Required work: Each entry should be quoted word for word, including every mark of punctuation.

Dataset records:
[start]

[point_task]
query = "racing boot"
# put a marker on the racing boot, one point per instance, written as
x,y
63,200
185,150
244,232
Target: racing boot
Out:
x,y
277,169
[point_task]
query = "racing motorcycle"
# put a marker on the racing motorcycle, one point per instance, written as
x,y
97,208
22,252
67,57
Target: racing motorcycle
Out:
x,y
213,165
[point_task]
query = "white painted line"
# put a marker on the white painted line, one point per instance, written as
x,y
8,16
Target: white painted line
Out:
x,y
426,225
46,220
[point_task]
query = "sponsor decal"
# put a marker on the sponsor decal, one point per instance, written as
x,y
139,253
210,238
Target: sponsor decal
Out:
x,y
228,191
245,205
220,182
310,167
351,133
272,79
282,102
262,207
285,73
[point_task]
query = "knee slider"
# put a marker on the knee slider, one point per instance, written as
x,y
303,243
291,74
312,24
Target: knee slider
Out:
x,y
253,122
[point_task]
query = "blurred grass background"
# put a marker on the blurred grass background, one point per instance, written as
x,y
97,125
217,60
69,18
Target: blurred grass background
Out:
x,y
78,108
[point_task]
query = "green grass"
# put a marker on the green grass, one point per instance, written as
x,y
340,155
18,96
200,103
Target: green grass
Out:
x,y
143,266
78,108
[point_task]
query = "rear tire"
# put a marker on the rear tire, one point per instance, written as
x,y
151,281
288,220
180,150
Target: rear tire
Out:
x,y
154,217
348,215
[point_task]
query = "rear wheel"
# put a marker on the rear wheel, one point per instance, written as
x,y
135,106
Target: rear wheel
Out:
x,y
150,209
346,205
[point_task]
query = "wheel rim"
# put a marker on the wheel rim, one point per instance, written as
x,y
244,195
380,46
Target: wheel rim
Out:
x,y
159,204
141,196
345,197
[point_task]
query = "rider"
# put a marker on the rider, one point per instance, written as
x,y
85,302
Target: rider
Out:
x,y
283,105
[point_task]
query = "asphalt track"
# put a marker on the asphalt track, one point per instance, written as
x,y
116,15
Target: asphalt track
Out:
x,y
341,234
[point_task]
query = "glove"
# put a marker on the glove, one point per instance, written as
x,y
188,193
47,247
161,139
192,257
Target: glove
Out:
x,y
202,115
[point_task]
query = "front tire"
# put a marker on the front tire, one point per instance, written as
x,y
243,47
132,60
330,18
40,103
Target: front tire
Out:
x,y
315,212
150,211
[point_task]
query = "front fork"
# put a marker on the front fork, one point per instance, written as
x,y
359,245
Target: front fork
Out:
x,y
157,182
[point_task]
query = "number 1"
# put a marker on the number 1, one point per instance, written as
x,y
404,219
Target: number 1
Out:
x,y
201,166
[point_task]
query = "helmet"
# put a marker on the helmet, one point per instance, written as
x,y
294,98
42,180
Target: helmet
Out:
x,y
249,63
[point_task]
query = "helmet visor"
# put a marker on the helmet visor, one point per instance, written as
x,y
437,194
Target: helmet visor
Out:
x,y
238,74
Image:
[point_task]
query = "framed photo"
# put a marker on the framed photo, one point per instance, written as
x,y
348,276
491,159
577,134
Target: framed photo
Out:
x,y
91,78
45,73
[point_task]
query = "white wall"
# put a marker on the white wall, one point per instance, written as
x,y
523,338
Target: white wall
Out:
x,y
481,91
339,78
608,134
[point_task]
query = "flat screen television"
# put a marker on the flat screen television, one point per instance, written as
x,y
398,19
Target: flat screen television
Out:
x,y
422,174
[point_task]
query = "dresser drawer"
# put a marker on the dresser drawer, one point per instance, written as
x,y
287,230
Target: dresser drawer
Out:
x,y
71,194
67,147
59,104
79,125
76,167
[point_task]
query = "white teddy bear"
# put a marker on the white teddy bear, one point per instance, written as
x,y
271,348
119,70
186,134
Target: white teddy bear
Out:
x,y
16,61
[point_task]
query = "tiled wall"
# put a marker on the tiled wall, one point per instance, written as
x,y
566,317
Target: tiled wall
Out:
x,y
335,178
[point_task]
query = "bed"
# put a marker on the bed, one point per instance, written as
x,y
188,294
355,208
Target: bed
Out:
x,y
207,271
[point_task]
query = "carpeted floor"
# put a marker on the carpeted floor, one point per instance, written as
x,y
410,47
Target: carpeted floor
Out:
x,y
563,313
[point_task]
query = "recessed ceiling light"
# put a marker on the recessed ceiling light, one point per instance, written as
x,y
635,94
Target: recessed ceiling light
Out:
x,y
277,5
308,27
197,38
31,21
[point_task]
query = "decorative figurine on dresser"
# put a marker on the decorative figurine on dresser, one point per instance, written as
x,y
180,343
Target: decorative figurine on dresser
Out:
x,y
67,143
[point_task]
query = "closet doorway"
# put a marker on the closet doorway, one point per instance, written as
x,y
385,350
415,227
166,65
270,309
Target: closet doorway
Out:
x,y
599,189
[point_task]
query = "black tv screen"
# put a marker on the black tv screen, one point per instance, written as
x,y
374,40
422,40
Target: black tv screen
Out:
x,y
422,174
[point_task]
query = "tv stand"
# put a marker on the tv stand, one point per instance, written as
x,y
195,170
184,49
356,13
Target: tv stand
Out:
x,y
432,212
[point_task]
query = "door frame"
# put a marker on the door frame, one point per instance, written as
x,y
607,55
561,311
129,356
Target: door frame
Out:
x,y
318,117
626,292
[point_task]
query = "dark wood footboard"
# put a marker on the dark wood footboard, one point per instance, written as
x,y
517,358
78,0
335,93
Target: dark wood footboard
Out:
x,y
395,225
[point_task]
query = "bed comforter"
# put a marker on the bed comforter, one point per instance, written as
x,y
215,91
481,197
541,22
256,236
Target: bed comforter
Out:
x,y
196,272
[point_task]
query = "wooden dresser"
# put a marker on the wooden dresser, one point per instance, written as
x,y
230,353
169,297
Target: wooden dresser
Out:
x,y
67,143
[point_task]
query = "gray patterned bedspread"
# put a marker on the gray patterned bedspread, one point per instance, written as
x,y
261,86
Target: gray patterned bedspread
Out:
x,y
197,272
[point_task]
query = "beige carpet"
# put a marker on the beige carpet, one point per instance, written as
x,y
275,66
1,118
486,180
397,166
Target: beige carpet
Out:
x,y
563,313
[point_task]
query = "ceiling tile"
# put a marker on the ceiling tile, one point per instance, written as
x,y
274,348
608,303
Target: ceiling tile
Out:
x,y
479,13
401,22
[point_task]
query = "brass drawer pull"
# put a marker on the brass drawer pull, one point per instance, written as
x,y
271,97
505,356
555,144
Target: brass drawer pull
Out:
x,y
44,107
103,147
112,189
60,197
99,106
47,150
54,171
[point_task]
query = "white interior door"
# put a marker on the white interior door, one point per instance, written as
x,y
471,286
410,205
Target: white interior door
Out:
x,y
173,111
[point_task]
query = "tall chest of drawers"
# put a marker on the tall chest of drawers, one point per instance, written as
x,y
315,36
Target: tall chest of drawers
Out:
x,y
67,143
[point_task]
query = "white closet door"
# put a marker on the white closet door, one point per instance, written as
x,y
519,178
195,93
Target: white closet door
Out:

[end]

Solution for this exercise:
[point_task]
query = "racing boot"
# put a marker on the racing boot, one point per instance, written as
x,y
63,200
185,150
244,232
Target: racing boot
Out:
x,y
277,169
[point_task]
query = "racing motorcycle"
# put a marker on the racing motorcycle, one point per instance, written as
x,y
97,208
22,252
67,57
Target: racing motorcycle
Out:
x,y
213,165
[point_task]
query = "white painted line"
# put a marker on the white painted line, one point per instance, written as
x,y
8,16
Target: white painted line
Out:
x,y
426,225
46,220
[point_task]
query = "sponsor decal"
# put a marker on the sponsor decal, one point per instance, written as
x,y
139,253
210,238
Target: sponsor decal
Out:
x,y
228,191
245,205
220,182
310,167
351,133
272,79
282,102
262,207
285,73
[point_task]
query = "knee slider"
# put a marker on the knee slider, one point per instance, written as
x,y
303,243
291,74
312,24
Target: knee slider
Out:
x,y
253,122
[point_task]
query = "blurred grass background"
# put a marker on the blurred grass background, one point per instance, written as
x,y
97,125
217,60
69,18
Target: blurred grass background
Out:
x,y
78,108
[point_task]
query = "green grass"
# put a marker on the green grass, one point per instance, written as
x,y
340,155
18,96
200,103
Target: green grass
Out:
x,y
143,266
78,108
[point_task]
query = "rear tire"
# put a marker on the rear tire, one point per instance, written as
x,y
151,281
288,220
180,150
Target: rear tire
Out:
x,y
154,217
348,215
[point_task]
query = "rear wheel"
# put a marker on the rear wheel, one point per instance, written as
x,y
135,106
Target: rear wheel
Out:
x,y
150,209
346,205
[point_task]
query = "wheel rim"
# put a marker on the wheel rim, one point per instance, written as
x,y
244,195
380,46
Target: wheel rim
Out:
x,y
159,204
141,196
345,197
[point_task]
query = "rider"
# put a marker on the rider, one point per instance, written as
x,y
85,302
Target: rider
Out:
x,y
283,105
[point_task]
query = "asphalt track"
# put a marker on the asphalt track, one point per instance, written as
x,y
116,15
Target: asphalt track
Out:
x,y
341,234
[point_task]
query = "glove"
# put a marker on the glove, one point per instance, written as
x,y
188,193
47,247
161,139
192,257
Target: glove
Out:
x,y
202,115
[point_task]
query = "front tire"
# put a marker on the front tire, one point per instance, written as
x,y
243,47
132,60
330,18
40,103
Target: front tire
Out:
x,y
315,212
150,211
[point_task]
query = "front fork"
# put a marker on the front fork, one point per instance, written as
x,y
359,245
Target: front fork
Out:
x,y
157,182
[point_task]
query = "number 1"
# put a marker on the number 1, one point per instance, written as
x,y
404,219
Target: number 1
Out:
x,y
201,166
[point_task]
query = "helmet"
# put a marker on the helmet, one point per instance, written as
x,y
294,98
42,180
Target: helmet
Out:
x,y
249,63
[point_task]
query = "helmet visor"
# put a marker on the helmet visor, one point per instance, written as
x,y
437,194
Target: helmet visor
Out:
x,y
238,74
Image:
[point_task]
query = "framed photo"
# put a marker on the framed photo, one point per instance, written as
x,y
348,276
491,159
577,134
Target: framed photo
Out:
x,y
91,78
45,73
[point_task]
query = "white wall"
# put a marker on the white wall, one point per instance, written as
x,y
523,338
Target: white wall
Out:
x,y
481,91
339,78
608,134
[point_task]
query = "flat screen television"
# put a marker on the flat screen television, one point per instance, written as
x,y
398,19
Target: flat screen television
Out:
x,y
422,174
[point_task]
query = "dresser drawer"
# put a marker on the dresser drawer, one point per instance, written as
x,y
287,230
Target: dresser drawer
Out:
x,y
71,194
67,147
59,104
79,125
76,167
[point_task]
query = "white teddy bear"
# put a marker on the white teddy bear, one point per instance, written as
x,y
271,348
119,70
186,134
Target: white teddy bear
Out:
x,y
16,61
[point_task]
query = "tiled wall"
# put a marker on the tiled wall, one point per instance, written as
x,y
566,317
Target: tiled wall
Out:
x,y
335,178
[point_task]
query = "bed"
# put a marker on the bed, one point per instance, written as
x,y
188,294
355,208
Target: bed
Out:
x,y
207,271
[point_task]
query = "carpeted floor"
# put a marker on the carpeted floor, one point per instance, written as
x,y
410,47
Target: carpeted floor
Out:
x,y
563,313
[point_task]
query = "recessed ceiling light"
# put a marker on the recessed ceiling light, one point per instance, written as
x,y
635,94
Target: recessed ceiling light
Out:
x,y
277,5
308,27
197,38
31,21
[point_task]
query = "decorative figurine on dresser"
# put a marker on the decorative figurine on dresser, one point per instance, written as
x,y
180,343
Target: decorative figurine on dresser
Out:
x,y
67,143
[point_task]
query = "closet doorway"
# put a marker on the closet doorway, one point per instance, written as
x,y
385,350
415,227
166,65
270,309
Target: closet doorway
Out:
x,y
599,189
[point_task]
query = "black tv screen"
# put a marker on the black tv screen, one point per instance, written as
x,y
374,40
422,40
Target: black tv screen
Out:
x,y
422,174
[point_task]
query = "tv stand"
# put a marker on the tv stand, one point per instance, written as
x,y
195,170
184,49
356,13
Target: tv stand
Out:
x,y
432,212
[point_task]
query = "door frame"
# put a marker on the door frame, one point per instance, written as
x,y
607,55
561,311
129,356
Target: door frame
Out:
x,y
318,117
626,292
[point_task]
query = "dark wood footboard"
# put a marker on the dark wood footboard, one point per instance, written as
x,y
517,358
78,0
335,93
Target: dark wood footboard
Out:
x,y
395,225
[point_task]
query = "bed comforter"
# put a marker on the bed comforter, one point per instance, written as
x,y
215,91
481,197
541,22
256,236
Target: bed comforter
Out:
x,y
196,272
[point_task]
query = "wooden dresser"
# put a marker on the wooden dresser, one point per instance, written as
x,y
230,353
169,297
Target: wooden dresser
Out:
x,y
67,143
[point_task]
query = "gray patterned bedspread"
# put a marker on the gray patterned bedspread, one point per instance, written as
x,y
261,86
Target: gray patterned bedspread
Out:
x,y
197,272
[point_task]
query = "beige carpet"
# put a marker on the beige carpet, one point per instance, written as
x,y
275,66
1,118
486,180
397,166
Target: beige carpet
Out:
x,y
563,313
[point_task]
query = "ceiling tile"
# put a marker on the ceiling tile, one point per instance, written as
x,y
274,348
608,303
Target: ceiling tile
Out:
x,y
479,13
401,22
[point_task]
query = "brass drawer pull"
# put a marker on the brass drawer pull, one point per instance, written as
x,y
271,97
505,356
555,144
Target: brass drawer pull
Out:
x,y
44,107
103,147
112,189
60,197
99,106
47,150
54,171
[point_task]
query = "white interior door"
# put a marker on the white interior door, one point per instance, written as
x,y
471,286
410,205
Target: white interior door
Out:
x,y
173,111
[point_task]
query = "tall chest of drawers"
# put a marker on the tall chest of drawers, one point per instance, written as
x,y
315,36
Target: tall chest of drawers
Out:
x,y
67,143
[point_task]
query = "white closet door"
# put a marker on the white closet door, one point per instance, written as
x,y
519,178
195,93
Target: white closet door
Out:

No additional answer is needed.